What to work on — Check the material that follows and say how many lines include the string "Target", giving the number alone.

(Data under study begins)

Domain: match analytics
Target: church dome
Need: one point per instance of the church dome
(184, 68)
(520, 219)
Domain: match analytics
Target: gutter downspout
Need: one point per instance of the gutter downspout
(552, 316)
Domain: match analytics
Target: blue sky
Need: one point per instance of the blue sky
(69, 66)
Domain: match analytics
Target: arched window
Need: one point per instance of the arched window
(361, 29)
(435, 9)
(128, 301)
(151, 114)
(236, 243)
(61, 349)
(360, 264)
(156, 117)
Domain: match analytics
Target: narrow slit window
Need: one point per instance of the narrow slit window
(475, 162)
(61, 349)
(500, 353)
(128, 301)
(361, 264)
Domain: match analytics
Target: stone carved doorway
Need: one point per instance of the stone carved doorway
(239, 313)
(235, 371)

(Data under study ends)

Task result — 6